# GIVEN PASSAGE
I have been reading articles on parse Biaffine for several days, but I just can’t understand how the biaffine module should be implemented. My parser uses an affine MLP and I just can’t find how to change it to Biaffine.
The structure of my parser is as follows:
Parser( (dropout): Dropout(p=0.6, inplace=False) (word_embedding): Embedding(381, 100, padding_idx=0) (tag_embedding): Embedding(17, 40, padding_idx=0) (bilstm): LSTM(908, 600, num_layers=3, batch_first=True, dropout=0.3, bidirectional=True) (bilstm_to_hidden1): Linear(in_features=1200, out_features=500, bias=True) (hidden1_to_hidden2): Linear(in_features=500, out_features=150, bias=True) (hidden2_to_pos): Linear(in_features=150, out_features=45, bias=True) (hidden2_to_dep): Linear(in_features=150, out_features=41, bias=True) )
Embedding = nn.Embedding and
Linear = nn.Linear.
Now, what I need to change to implement BiAffine layer?
I think that this two layers:
self.bilstm_to_hidden1 = nn.Linear(...) self.hidden1_to_hidden2 = nn.Linear(...)
are simply MLPs in which there is only one Linear layer.
So I think the right thing to do is replace
self.hidden2_to_pos = nn.Linear(...) self.hidden2_to_dep = nn.Linear(...)

# GOALS
(a) Reproduce word for word the stretch of the post on the biaffine parser from "The structure of" through "Linear = nn.Linear.".
(b) Shorten the paragraph of the post on the biaffine parser that begins "I have been reading articles on parse Biaffine", keeping its main facts.
(c) Continue the post on the biaffine parser from its last line.
The entries after this point come from a different source than the post on the biaffine parser.

# RECORDS PROVIDED
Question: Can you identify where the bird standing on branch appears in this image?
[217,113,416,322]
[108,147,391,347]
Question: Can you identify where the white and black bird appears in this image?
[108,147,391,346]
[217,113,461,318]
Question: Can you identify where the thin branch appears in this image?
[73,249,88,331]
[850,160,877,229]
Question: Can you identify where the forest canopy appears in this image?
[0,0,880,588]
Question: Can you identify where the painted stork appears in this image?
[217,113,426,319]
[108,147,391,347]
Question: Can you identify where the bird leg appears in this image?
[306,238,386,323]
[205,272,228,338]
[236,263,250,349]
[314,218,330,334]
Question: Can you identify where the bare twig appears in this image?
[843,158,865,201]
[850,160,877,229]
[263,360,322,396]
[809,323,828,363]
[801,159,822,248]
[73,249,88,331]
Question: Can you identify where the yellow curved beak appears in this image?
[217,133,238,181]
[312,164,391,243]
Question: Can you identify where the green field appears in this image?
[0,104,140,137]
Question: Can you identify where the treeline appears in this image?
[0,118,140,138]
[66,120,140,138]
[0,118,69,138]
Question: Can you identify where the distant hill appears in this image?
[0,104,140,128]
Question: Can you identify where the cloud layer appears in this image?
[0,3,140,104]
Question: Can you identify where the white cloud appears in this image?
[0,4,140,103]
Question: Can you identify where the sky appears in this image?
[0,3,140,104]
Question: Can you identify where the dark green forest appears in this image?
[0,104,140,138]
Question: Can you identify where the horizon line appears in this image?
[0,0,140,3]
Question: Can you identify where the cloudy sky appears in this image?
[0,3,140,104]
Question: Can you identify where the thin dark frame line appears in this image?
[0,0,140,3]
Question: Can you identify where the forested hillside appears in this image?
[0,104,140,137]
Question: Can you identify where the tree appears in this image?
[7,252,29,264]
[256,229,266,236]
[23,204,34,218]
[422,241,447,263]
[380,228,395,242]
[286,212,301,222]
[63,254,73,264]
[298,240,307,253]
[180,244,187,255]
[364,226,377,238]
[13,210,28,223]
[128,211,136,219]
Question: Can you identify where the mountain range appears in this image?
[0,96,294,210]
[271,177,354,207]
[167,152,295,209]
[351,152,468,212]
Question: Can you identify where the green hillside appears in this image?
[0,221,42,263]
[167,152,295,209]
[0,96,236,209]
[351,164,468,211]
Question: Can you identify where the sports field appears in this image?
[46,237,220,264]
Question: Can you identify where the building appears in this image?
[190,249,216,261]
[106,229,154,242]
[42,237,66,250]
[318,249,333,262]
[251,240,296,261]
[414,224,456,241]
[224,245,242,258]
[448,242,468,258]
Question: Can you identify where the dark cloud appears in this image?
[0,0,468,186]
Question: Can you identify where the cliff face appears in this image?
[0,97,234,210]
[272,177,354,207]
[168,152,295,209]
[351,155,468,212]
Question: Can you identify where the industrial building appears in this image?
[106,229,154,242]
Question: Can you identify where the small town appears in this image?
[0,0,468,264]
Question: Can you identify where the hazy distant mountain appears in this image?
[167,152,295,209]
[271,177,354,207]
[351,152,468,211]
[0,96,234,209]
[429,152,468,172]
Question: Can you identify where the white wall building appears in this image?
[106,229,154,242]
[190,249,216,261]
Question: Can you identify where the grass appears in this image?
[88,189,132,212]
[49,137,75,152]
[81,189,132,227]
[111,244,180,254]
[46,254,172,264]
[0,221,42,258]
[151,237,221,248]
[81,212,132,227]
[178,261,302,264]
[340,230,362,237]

# ANSWERS TO THE EXERCISE
(a)
The structure of my parser is as follows:
Parser( (dropout): Dropout(p=0.6, inplace=False) (word_embedding): Embedding(381, 100, padding_idx=0) (tag_embedding): Embedding(17, 40, padding_idx=0) (bilstm): LSTM(908, 600, num_layers=3, batch_first=True, dropout=0.3, bidirectional=True) (bilstm_to_hidden1): Linear(in_features=1200, out_features=500, bias=True) (hidden1_to_hidden2): Linear(in_features=500, out_features=150, bias=True) (hidden2_to_pos): Linear(in_features=150, out_features=45, bias=True) (hidden2_to_dep): Linear(in_features=150, out_features=41, bias=True) )
Embedding = nn.Embedding and
Linear = nn.Linear.

(b) After several days of reading about Biaffine parsing, the writer still cannot see how to implement the biaffine module. Their parser uses an affine MLP, and they cannot find how to change it to Biaffine.

(c)
with something a
BiAffine module. What I found as a ““standard”” implementation in pytorch is the following:
class BiAffine(nn.Module): """Biaffine attention layer.""" def __init__(self, input_dim, output_dim): super(BiAffine, self).__init__() self.input_dim = input_dim self.output_dim = output_dim self.U = nn.Parameter(torch.FloatTensor(output_dim, input_dim, input_dim)) nn.init.xavier_uniform(self.U) def forward(self, Rh, Rd): Rh = Rh.unsqueeze(1) Rd = Rd.unsqueeze(1) S = Rh @ self.U @ Rd.transpose(-1, -2) return S.squeeze(1)
but it doesn’t seem to work.
What am I doing wrong?
Do you have any ideas / suggestions?
Do you know if there is any code / module that I can use as a baseline to implement this module?
I no longer know where to turn.
Thanks a lot to everyone.